§ TASK REQUIREMENTS
From first line to last, the records below are to be duplicated exactly.

____________

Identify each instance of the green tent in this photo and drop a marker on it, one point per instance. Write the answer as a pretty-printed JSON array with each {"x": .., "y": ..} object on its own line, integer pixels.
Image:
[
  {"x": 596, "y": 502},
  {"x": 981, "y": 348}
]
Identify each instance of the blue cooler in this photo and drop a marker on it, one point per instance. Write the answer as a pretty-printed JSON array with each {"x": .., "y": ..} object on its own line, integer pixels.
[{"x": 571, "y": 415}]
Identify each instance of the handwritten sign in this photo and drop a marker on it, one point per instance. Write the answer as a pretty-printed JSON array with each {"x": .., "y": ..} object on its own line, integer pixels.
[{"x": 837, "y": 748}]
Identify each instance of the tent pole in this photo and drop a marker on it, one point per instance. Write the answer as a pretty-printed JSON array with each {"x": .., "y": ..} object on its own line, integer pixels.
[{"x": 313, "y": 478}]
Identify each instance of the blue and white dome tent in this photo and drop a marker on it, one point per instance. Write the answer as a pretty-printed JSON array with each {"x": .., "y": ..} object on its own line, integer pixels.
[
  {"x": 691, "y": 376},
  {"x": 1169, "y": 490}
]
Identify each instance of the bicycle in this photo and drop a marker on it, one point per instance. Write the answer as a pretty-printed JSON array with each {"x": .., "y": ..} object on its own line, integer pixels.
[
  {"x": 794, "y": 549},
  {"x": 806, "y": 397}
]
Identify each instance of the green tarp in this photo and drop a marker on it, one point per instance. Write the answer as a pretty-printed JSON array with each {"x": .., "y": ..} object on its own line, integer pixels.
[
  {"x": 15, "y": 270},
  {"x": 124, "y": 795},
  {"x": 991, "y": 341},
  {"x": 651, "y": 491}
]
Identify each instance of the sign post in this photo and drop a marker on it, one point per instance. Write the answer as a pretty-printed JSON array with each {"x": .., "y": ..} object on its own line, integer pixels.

____________

§ RESPONSE TO THE EXERCISE
Identify each instance of the green tent in this photo and drop a marker on it, one point per instance. Write the answer as a pretty-printed JSON array with each {"x": .., "y": ..} object on its own line, integer pixels.
Image:
[
  {"x": 596, "y": 502},
  {"x": 981, "y": 348}
]
Identify each instance of the blue cooler in this photo and drop a marker on it, one point per instance. Write the answer as a pretty-printed JSON array with each {"x": .., "y": ..} object on its own line, integer pixels.
[{"x": 571, "y": 415}]
Identify each instance of the handwritten sign in this photo and drop a marker on it, one point per instance. Write the answer as a pretty-printed JSON array with each {"x": .., "y": ..} object on its own line, integer pixels.
[{"x": 837, "y": 748}]
Identify each instance of the tent pole in this photo and drop a marker on it, one point per instance. Write the answer as a pretty-printed JSON array with each {"x": .., "y": ..} object on its own line, integer pixels.
[{"x": 313, "y": 478}]
Identify each instance of the blue and white dome tent in this photo and drop a marker on it, one point per instance. Write the answer as a pretty-printed JSON array with each {"x": .., "y": ..} object on its own line, integer pixels.
[
  {"x": 691, "y": 376},
  {"x": 1169, "y": 490}
]
Identify each instance of the bicycle in this photo and drop a marker on it, one point per instance. Write the answer as a pretty-printed JSON array with each {"x": .., "y": ..} object on its own line, integer pixels.
[
  {"x": 794, "y": 549},
  {"x": 806, "y": 397}
]
Identify each instance of the green tarp in this photo and drop a marker on it, one point per instance. Write the answer as a pretty-printed JSON array with each {"x": .., "y": ..} object on its own line, integer pixels.
[
  {"x": 15, "y": 270},
  {"x": 124, "y": 795},
  {"x": 991, "y": 341},
  {"x": 651, "y": 491}
]
Identify each instance of the sign post in this photo and drop a marker on it, one point per instance. Write the answer as a pretty-printed JSON array with each {"x": .., "y": ..} object on its own line, integer pixels.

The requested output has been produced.